Stored records:
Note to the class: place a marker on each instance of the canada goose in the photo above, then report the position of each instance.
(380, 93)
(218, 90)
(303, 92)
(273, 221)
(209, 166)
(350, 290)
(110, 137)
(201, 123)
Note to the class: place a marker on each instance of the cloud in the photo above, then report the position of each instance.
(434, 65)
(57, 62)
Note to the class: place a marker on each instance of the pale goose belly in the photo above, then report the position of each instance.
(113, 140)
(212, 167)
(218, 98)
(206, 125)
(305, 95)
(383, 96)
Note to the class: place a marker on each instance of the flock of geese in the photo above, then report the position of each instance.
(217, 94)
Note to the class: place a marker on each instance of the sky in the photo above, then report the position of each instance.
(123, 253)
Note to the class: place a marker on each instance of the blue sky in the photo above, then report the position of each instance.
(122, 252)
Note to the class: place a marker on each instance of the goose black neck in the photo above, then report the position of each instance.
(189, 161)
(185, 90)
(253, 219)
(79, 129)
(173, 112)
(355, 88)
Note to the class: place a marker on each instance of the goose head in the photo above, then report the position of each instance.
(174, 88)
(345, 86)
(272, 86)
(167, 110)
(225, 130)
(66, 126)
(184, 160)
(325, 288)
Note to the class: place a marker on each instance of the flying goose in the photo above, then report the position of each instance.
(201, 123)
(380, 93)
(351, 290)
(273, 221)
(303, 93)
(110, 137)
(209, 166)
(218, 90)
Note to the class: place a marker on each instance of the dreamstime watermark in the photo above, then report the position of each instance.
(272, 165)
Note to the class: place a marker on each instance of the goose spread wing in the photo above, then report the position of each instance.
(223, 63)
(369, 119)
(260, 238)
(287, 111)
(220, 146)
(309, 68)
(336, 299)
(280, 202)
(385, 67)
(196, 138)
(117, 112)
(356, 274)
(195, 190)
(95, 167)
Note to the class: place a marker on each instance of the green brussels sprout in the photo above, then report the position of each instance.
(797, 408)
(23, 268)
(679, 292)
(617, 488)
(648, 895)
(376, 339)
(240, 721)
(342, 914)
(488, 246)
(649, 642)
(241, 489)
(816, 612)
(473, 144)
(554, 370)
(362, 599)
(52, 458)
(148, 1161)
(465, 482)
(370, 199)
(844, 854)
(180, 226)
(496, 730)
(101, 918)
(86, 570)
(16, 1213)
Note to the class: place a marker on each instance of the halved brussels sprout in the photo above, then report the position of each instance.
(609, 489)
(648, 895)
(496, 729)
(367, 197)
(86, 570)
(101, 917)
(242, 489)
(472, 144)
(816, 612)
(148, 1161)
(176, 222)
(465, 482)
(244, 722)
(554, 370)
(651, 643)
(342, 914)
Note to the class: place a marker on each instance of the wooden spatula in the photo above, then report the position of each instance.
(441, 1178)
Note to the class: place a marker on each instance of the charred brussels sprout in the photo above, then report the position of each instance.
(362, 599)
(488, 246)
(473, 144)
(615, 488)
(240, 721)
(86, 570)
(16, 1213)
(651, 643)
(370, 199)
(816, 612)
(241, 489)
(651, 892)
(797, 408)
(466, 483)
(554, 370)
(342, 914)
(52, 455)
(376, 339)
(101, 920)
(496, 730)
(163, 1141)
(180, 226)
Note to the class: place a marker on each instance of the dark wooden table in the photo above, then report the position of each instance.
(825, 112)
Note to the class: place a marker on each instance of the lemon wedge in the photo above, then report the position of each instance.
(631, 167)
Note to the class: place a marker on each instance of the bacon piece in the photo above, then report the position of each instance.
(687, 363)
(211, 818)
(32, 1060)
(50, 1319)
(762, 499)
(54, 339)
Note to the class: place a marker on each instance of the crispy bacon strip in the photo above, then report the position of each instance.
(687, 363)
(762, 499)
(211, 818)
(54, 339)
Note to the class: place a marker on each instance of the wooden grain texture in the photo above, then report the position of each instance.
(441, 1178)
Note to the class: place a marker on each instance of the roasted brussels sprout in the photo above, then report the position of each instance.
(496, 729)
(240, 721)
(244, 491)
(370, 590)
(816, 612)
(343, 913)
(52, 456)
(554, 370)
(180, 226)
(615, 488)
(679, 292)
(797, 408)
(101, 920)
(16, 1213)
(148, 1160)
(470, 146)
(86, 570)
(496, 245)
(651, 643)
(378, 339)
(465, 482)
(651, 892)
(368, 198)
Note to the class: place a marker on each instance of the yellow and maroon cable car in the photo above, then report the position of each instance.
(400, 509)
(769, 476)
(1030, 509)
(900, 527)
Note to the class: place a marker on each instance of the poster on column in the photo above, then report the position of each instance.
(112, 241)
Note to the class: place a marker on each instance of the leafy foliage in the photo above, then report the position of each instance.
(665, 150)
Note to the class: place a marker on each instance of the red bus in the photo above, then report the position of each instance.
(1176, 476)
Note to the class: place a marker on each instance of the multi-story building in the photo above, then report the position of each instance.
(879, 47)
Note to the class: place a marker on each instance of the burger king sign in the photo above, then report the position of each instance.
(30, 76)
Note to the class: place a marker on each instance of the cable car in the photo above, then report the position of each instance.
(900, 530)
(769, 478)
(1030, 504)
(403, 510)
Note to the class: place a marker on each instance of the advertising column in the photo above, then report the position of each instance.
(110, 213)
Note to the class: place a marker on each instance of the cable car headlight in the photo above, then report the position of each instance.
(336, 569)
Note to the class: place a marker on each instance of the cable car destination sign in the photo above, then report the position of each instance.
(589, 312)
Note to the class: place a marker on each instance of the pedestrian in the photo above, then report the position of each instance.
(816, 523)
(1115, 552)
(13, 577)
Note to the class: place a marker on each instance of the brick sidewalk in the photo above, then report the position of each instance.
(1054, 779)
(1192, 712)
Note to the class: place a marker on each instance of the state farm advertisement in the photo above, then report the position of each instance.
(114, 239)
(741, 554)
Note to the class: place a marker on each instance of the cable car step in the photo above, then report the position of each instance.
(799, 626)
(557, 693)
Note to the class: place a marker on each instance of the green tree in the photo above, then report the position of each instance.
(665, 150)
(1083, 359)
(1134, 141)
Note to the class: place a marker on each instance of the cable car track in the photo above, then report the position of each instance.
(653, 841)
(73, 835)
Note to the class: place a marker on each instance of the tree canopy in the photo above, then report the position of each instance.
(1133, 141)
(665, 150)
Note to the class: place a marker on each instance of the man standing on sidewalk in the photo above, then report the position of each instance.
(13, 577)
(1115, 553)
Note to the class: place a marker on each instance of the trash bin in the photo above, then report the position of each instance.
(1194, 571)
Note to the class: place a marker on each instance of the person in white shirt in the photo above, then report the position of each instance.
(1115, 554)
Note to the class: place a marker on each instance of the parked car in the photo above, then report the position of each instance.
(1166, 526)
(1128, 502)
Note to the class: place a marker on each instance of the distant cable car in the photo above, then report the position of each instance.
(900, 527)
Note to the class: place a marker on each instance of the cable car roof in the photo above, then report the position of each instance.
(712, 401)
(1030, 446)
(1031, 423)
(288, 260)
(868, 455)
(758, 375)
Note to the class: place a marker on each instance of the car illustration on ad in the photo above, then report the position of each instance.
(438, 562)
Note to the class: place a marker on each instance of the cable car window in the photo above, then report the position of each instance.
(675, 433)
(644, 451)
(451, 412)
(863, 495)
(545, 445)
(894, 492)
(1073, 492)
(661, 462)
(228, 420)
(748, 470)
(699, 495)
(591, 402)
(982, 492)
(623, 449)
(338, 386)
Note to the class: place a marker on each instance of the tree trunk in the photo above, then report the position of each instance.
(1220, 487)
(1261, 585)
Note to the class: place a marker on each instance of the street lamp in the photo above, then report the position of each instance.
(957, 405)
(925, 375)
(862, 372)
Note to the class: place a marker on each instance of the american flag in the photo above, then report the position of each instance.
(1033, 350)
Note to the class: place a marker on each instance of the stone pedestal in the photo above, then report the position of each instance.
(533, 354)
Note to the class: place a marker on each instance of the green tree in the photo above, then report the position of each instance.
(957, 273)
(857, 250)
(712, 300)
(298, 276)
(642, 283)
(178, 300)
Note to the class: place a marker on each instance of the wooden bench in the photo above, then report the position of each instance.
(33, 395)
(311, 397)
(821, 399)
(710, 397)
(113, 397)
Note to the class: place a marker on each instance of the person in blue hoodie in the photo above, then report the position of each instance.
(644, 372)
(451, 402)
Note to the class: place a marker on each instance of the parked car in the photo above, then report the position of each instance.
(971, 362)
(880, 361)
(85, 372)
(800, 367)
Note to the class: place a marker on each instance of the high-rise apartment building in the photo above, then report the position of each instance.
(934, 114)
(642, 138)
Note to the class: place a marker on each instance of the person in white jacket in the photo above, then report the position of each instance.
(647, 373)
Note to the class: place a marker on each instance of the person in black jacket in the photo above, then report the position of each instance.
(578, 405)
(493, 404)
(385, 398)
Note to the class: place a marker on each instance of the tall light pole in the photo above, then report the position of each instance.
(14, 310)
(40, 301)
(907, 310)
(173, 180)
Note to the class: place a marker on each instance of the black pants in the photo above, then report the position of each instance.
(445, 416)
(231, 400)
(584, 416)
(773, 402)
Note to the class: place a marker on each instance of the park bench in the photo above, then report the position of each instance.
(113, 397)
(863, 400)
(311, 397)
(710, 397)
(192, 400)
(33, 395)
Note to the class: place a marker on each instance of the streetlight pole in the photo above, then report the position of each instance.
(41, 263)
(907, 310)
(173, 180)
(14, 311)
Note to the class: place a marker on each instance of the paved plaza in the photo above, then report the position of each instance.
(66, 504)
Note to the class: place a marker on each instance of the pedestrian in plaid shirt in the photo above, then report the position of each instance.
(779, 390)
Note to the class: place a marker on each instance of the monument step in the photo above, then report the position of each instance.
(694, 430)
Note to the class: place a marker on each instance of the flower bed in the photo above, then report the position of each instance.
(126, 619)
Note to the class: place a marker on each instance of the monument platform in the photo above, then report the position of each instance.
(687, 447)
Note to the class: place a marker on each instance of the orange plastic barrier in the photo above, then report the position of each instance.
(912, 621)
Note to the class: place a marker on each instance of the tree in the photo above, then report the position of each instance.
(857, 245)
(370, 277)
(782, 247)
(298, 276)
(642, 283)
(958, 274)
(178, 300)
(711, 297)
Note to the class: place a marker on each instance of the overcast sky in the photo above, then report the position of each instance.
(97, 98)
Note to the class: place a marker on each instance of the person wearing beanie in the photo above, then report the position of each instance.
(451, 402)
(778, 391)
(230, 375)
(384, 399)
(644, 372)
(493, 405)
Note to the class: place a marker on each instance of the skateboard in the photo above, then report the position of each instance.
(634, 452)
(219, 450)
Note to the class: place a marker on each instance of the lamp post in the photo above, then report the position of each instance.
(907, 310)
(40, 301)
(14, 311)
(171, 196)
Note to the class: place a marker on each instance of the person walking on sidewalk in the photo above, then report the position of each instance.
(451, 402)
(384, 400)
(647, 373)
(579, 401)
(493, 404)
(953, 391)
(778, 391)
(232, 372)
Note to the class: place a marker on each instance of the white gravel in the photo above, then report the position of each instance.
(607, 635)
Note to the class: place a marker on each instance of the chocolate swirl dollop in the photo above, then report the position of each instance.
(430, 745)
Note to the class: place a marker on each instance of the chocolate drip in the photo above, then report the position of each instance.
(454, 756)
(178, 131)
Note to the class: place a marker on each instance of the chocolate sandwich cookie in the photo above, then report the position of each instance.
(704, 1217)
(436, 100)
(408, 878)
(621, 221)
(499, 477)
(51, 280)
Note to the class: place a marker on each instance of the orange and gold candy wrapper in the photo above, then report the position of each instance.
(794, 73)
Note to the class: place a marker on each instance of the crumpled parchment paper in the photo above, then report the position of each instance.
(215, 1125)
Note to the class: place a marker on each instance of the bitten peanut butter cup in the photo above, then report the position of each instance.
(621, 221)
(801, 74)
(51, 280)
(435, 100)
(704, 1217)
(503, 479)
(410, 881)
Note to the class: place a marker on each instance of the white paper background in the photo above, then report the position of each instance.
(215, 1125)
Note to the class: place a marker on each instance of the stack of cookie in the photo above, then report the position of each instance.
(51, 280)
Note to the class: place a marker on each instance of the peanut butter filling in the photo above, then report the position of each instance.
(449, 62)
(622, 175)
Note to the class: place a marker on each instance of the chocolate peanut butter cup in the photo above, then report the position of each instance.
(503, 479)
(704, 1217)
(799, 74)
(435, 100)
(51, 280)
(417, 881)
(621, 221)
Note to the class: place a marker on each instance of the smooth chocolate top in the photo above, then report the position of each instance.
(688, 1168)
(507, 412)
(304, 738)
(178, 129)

_Directions_
Your task is to extract the lines running from the one with "the chocolate sandwich" to the end of the material, inclusive, copying each exactly and adding nothing.

_Output for this exercise_
Note to the class: place a marker on each instance of the chocolate sandwich cookie in the photo above, then report the position of each instance.
(704, 1217)
(436, 100)
(408, 878)
(621, 221)
(499, 477)
(51, 280)
Note to the class: place a marker on each instance of the orange and gold candy wrapper in the photo above, then report the position of each instance.
(794, 73)
Note to the class: place a marker on each instance of the crumpled parchment paper in the photo above, then report the position of each instance.
(215, 1125)
Note to the class: place a marker on each instance of the bitten peanut butter cup in the photo above, then report the position of each instance.
(621, 221)
(801, 74)
(51, 280)
(435, 100)
(704, 1217)
(503, 479)
(410, 881)
Note to the class: place a marker on each instance of the white paper background in the photo above, then report the position of each instance.
(215, 1125)
Note to the class: place a marker on each instance of the stack of cookie in the photo above, then report the position of each instance.
(51, 280)
Note to the class: place a marker on each instance of the peanut butter filling in the photo above, then report the position of each instance.
(449, 62)
(622, 175)
Note to the class: place a marker on each instance of the chocolate peanut butter cup in the photo above, then report the position of each instance.
(503, 479)
(704, 1217)
(799, 74)
(435, 100)
(51, 280)
(417, 881)
(621, 221)
Note to the class: place a marker on each instance of the smooth chocolate top in the photo above, then report the position of each instance.
(688, 1168)
(507, 412)
(304, 738)
(178, 129)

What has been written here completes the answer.